> **Action item**
The response must hold only the lines from the line containing "Each instance of the pipe" through the end of the listing, exactly as written.

[Opening Input data section]

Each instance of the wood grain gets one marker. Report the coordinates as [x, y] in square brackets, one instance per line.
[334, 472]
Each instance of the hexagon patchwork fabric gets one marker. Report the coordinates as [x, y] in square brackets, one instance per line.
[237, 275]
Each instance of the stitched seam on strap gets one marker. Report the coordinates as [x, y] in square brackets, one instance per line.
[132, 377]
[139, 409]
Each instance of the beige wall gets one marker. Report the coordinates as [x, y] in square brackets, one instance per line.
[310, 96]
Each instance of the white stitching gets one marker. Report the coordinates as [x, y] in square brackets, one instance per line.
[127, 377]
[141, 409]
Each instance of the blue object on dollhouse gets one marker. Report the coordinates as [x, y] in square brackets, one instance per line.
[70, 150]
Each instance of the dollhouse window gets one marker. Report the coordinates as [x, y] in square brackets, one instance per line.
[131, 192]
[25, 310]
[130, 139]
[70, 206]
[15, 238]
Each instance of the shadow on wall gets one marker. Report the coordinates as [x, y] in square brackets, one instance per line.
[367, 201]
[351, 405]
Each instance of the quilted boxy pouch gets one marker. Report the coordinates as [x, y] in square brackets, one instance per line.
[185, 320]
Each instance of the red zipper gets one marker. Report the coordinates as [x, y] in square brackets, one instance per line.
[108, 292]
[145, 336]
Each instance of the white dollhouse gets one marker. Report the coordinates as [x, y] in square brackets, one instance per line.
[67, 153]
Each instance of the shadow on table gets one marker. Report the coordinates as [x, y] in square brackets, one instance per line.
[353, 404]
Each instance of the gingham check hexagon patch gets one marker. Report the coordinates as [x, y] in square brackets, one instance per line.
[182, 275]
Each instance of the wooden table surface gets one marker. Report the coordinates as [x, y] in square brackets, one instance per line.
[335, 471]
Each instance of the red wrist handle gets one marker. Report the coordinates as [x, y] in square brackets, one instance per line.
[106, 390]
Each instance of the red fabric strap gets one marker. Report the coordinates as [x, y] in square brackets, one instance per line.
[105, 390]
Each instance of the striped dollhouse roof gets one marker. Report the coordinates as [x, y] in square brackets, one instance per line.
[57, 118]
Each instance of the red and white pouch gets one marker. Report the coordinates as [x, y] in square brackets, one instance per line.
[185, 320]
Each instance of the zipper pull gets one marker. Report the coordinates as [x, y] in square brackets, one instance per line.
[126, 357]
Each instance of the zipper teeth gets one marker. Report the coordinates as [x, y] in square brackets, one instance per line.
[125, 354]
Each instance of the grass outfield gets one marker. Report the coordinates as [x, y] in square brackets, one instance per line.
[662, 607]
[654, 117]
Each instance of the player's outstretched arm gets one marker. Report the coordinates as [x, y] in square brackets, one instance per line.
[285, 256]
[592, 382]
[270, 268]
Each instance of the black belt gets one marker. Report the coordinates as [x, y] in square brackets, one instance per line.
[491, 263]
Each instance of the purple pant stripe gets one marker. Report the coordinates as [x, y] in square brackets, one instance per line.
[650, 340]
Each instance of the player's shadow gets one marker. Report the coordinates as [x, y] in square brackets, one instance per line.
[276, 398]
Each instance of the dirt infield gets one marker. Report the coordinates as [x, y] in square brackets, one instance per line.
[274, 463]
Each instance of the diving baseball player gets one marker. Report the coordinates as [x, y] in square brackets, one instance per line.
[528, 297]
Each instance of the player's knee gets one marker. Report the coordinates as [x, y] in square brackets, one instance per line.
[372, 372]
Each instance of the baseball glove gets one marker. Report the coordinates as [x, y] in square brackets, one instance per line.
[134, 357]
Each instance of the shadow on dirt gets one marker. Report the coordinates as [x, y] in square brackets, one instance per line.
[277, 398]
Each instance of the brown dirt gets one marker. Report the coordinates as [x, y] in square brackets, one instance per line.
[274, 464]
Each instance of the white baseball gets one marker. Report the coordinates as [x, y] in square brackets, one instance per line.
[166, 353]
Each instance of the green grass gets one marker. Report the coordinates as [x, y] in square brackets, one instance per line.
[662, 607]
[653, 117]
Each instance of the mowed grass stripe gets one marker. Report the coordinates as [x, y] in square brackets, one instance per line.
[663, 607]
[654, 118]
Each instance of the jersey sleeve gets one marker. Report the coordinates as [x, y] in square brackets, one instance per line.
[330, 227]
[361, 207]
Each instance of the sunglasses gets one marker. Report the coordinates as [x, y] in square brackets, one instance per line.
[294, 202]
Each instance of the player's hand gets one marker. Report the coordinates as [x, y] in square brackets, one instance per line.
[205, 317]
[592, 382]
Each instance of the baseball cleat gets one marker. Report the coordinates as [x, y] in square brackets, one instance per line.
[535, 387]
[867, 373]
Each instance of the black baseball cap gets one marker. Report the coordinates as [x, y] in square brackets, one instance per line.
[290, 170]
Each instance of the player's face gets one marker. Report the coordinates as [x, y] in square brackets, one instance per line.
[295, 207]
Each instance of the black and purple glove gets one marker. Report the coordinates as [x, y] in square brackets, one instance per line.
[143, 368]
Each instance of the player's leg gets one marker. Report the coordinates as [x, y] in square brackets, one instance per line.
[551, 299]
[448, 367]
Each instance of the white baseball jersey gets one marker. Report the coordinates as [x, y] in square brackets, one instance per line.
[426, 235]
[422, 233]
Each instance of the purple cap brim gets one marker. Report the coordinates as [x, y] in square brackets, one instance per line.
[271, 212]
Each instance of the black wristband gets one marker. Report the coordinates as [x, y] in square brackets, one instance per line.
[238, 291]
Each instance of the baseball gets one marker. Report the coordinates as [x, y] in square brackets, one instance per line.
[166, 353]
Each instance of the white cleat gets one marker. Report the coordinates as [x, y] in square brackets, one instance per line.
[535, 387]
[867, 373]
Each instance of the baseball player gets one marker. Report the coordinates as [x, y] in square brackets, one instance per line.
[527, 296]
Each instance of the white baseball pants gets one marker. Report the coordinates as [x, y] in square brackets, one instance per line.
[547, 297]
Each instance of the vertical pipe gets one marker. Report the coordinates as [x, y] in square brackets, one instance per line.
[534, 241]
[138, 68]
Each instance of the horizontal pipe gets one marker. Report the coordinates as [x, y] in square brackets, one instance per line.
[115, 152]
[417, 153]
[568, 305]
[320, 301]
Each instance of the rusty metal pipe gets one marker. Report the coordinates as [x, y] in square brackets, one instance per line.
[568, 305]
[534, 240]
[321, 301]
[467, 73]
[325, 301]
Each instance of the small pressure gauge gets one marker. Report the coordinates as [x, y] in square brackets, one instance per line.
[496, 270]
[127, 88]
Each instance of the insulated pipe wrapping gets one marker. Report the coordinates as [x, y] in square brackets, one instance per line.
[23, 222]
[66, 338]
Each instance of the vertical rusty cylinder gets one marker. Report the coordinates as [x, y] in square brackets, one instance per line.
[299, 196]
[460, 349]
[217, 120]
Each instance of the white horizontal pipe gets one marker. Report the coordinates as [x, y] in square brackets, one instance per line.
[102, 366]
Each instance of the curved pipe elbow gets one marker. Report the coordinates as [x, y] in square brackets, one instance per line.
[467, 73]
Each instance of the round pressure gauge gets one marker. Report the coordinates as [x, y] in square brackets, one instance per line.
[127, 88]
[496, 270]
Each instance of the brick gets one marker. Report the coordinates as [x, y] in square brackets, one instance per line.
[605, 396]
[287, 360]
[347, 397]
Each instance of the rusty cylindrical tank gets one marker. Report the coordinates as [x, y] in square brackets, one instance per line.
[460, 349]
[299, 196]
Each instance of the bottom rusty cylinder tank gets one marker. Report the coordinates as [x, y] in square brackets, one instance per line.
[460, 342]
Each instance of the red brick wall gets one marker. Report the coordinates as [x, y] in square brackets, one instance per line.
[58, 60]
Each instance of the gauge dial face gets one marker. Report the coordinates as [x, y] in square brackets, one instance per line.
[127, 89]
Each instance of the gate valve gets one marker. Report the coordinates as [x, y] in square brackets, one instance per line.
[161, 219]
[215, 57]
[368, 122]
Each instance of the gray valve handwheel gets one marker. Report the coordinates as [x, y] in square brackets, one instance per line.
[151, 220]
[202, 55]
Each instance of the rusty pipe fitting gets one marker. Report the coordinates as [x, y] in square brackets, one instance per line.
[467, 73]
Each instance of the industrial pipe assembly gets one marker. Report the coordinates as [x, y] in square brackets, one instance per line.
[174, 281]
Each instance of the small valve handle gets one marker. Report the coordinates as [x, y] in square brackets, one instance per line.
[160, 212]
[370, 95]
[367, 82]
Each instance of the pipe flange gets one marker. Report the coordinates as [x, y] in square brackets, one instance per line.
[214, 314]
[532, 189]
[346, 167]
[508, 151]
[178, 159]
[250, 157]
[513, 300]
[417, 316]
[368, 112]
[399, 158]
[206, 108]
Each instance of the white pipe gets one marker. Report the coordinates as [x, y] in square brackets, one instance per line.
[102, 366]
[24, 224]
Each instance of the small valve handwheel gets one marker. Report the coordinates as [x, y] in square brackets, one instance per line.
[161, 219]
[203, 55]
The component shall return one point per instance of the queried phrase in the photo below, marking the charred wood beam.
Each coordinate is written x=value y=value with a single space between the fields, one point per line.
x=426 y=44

[Closing Input data section]

> **Response to this task**
Each instance of the pipe flange gets one marker. Report the coordinates as [x, y] in square brackets, one instance per line.
[214, 314]
[532, 189]
[346, 167]
[508, 151]
[178, 159]
[250, 157]
[513, 300]
[417, 316]
[368, 112]
[399, 158]
[206, 108]
Each instance of the white pipe gets one marker. Report the coordinates as [x, y] in square brackets, one instance per line.
[102, 366]
[24, 224]
Each instance of the small valve handwheel gets one marker. Report the coordinates as [x, y] in square brackets, one instance per line.
[161, 219]
[203, 55]
The component shall return one point per instance of the queried phrase in the photo below, marking the charred wood beam.
Each coordinate is written x=value y=value with a single space between the fields, one point per line.
x=426 y=44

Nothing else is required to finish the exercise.